__Your task__:
Repeat the listing below in full and exactly. Pictures are to be omitted.
======
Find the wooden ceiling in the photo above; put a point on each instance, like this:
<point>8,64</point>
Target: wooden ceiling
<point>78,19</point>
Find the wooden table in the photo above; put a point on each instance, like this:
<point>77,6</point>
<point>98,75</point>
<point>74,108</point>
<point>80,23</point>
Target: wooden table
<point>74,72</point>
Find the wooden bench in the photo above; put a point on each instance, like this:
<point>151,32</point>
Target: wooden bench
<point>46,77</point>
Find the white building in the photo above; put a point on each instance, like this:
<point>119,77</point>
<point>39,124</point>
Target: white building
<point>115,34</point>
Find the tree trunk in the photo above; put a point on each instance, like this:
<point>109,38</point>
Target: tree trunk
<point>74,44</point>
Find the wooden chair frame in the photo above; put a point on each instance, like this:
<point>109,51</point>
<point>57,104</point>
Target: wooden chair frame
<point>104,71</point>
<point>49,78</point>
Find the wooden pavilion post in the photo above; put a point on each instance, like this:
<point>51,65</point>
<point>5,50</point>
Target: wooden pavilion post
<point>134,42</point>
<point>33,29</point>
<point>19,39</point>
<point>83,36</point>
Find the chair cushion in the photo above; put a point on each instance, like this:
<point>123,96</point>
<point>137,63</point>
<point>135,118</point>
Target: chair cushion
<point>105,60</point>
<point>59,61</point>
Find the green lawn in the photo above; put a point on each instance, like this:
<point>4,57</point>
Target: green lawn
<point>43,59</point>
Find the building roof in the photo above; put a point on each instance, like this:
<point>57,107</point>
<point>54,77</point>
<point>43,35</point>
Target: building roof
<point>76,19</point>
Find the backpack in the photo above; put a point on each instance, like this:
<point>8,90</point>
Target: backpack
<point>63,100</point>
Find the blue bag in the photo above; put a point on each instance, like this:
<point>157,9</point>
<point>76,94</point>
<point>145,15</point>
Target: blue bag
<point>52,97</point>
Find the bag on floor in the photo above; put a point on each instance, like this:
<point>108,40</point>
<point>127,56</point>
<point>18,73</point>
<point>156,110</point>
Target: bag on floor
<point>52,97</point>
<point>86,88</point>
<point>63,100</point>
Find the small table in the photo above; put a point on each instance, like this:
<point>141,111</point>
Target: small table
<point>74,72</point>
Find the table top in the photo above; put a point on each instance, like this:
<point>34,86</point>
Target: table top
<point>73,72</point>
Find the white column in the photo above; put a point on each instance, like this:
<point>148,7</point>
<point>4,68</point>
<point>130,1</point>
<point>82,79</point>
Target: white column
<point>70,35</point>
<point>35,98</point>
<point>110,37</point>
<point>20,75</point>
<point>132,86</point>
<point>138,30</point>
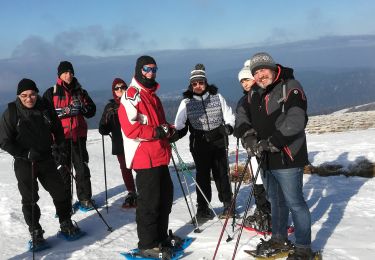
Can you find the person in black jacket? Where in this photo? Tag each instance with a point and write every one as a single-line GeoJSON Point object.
{"type": "Point", "coordinates": [109, 123]}
{"type": "Point", "coordinates": [73, 104]}
{"type": "Point", "coordinates": [278, 118]}
{"type": "Point", "coordinates": [28, 130]}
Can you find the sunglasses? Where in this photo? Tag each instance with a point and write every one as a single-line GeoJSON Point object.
{"type": "Point", "coordinates": [118, 88]}
{"type": "Point", "coordinates": [148, 69]}
{"type": "Point", "coordinates": [196, 83]}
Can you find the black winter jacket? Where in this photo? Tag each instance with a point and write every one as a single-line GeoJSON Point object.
{"type": "Point", "coordinates": [109, 123]}
{"type": "Point", "coordinates": [36, 128]}
{"type": "Point", "coordinates": [285, 130]}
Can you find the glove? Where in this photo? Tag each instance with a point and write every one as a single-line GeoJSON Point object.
{"type": "Point", "coordinates": [226, 129]}
{"type": "Point", "coordinates": [249, 142]}
{"type": "Point", "coordinates": [162, 131]}
{"type": "Point", "coordinates": [33, 155]}
{"type": "Point", "coordinates": [174, 137]}
{"type": "Point", "coordinates": [265, 146]}
{"type": "Point", "coordinates": [59, 154]}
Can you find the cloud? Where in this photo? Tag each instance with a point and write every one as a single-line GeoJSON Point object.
{"type": "Point", "coordinates": [34, 46]}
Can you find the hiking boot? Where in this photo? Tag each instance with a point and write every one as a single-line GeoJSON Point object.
{"type": "Point", "coordinates": [86, 205]}
{"type": "Point", "coordinates": [204, 213]}
{"type": "Point", "coordinates": [164, 253]}
{"type": "Point", "coordinates": [300, 253]}
{"type": "Point", "coordinates": [172, 241]}
{"type": "Point", "coordinates": [130, 200]}
{"type": "Point", "coordinates": [273, 246]}
{"type": "Point", "coordinates": [37, 238]}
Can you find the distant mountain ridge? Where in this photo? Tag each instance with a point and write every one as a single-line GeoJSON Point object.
{"type": "Point", "coordinates": [336, 72]}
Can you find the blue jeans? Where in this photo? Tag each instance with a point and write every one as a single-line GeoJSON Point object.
{"type": "Point", "coordinates": [284, 192]}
======
__Finished task__:
Find the wooden ceiling in the photo above; put a point on each instance, like this:
<point>8,64</point>
Target: wooden ceiling
<point>78,19</point>
Find the wooden table in the photo above; put a point on each instance, like this:
<point>77,6</point>
<point>98,75</point>
<point>74,108</point>
<point>80,23</point>
Target: wooden table
<point>74,72</point>
Find the wooden bench in the photo above; put a point on each instance, like this:
<point>151,32</point>
Target: wooden bench
<point>46,77</point>
Find the white building in the photo above; put a point on each instance, like this:
<point>119,77</point>
<point>39,124</point>
Target: white building
<point>115,34</point>
Find the tree trunk in the photo above; put a point on each instance, like this:
<point>109,38</point>
Target: tree trunk
<point>74,44</point>
Find the wooden chair frame in the photo above; put a point on each instance, like this:
<point>109,51</point>
<point>57,104</point>
Target: wooden chair frame
<point>104,71</point>
<point>49,78</point>
Find the wooden pavilion post in the photo above; put a point on each instance, like this:
<point>51,65</point>
<point>5,50</point>
Target: wooden pavilion post
<point>134,42</point>
<point>33,29</point>
<point>19,39</point>
<point>83,36</point>
Find the chair cushion in the photo above; put a point on each instance, like this:
<point>123,96</point>
<point>137,63</point>
<point>135,118</point>
Target: chair cushion
<point>105,60</point>
<point>59,61</point>
Find the green lawn in the photo above; put a point on each instance, like this:
<point>4,57</point>
Target: green lawn
<point>43,59</point>
Find the building roof in the photo above; put a point on each instance, like this:
<point>57,107</point>
<point>54,77</point>
<point>43,35</point>
Target: building roof
<point>76,19</point>
Find the backpack in the photo above; put a point on each instance, like this:
<point>8,90</point>
Target: backpack
<point>63,100</point>
Find the blue bag in the photo above; put a point on each instance, like this:
<point>157,9</point>
<point>76,94</point>
<point>145,15</point>
Target: blue bag
<point>52,97</point>
Find the bag on floor in the photo above; put a point on each instance, like this:
<point>108,40</point>
<point>127,56</point>
<point>18,73</point>
<point>156,110</point>
Target: bag on floor
<point>52,97</point>
<point>86,88</point>
<point>63,100</point>
Find the small table in the photo above; put a point on each instance, like this:
<point>141,111</point>
Target: small table
<point>74,72</point>
Find the table top in the photo above; put a point on each instance, like this:
<point>34,86</point>
Target: table top
<point>73,72</point>
Find the white column in the photo above; put a point on each instance, like this:
<point>148,7</point>
<point>4,68</point>
<point>130,1</point>
<point>82,79</point>
Target: white column
<point>70,35</point>
<point>35,98</point>
<point>110,37</point>
<point>20,75</point>
<point>132,86</point>
<point>138,30</point>
Can you find the person in black jacket? Where in this photo? Tag each instance with a point and write every one as a single-line GeoJSON Point object.
{"type": "Point", "coordinates": [109, 123]}
{"type": "Point", "coordinates": [73, 104]}
{"type": "Point", "coordinates": [278, 118]}
{"type": "Point", "coordinates": [28, 130]}
Can you find the sunglasses? Where in this photo? Tag each instance with a point and write every one as a single-line GeoJSON Point object.
{"type": "Point", "coordinates": [118, 88]}
{"type": "Point", "coordinates": [148, 69]}
{"type": "Point", "coordinates": [196, 83]}
Can you find the black winter jacket? Where in this photo? Tag each instance with a point and write every one as a single-line GeoJSON Point object.
{"type": "Point", "coordinates": [109, 123]}
{"type": "Point", "coordinates": [36, 128]}
{"type": "Point", "coordinates": [285, 130]}
Can you find the glove? Where in this photo? Tag each instance with a point and write every one as a single-line GeoJSON Point object.
{"type": "Point", "coordinates": [226, 129]}
{"type": "Point", "coordinates": [249, 142]}
{"type": "Point", "coordinates": [162, 131]}
{"type": "Point", "coordinates": [33, 155]}
{"type": "Point", "coordinates": [174, 137]}
{"type": "Point", "coordinates": [265, 146]}
{"type": "Point", "coordinates": [59, 154]}
Can you find the cloud? Where in this photo? Tag each instance with a point and write every one as a single-line GeoJSON Point object.
{"type": "Point", "coordinates": [34, 46]}
Can you find the hiking boot? Where in this photo? Tag each instance with a point and write every one as a single-line GeoJSON Point object.
{"type": "Point", "coordinates": [86, 205]}
{"type": "Point", "coordinates": [204, 213]}
{"type": "Point", "coordinates": [164, 253]}
{"type": "Point", "coordinates": [300, 253]}
{"type": "Point", "coordinates": [172, 241]}
{"type": "Point", "coordinates": [130, 200]}
{"type": "Point", "coordinates": [273, 246]}
{"type": "Point", "coordinates": [37, 238]}
Can you find the distant mountain ridge? Where in this photo? Tag each instance with a point and write every one as a single-line GeoJSON Point object.
{"type": "Point", "coordinates": [336, 72]}
Can you find the blue jeans? Where in this photo? Tag each instance with a point and write every one as a single-line GeoJSON Point object.
{"type": "Point", "coordinates": [284, 192]}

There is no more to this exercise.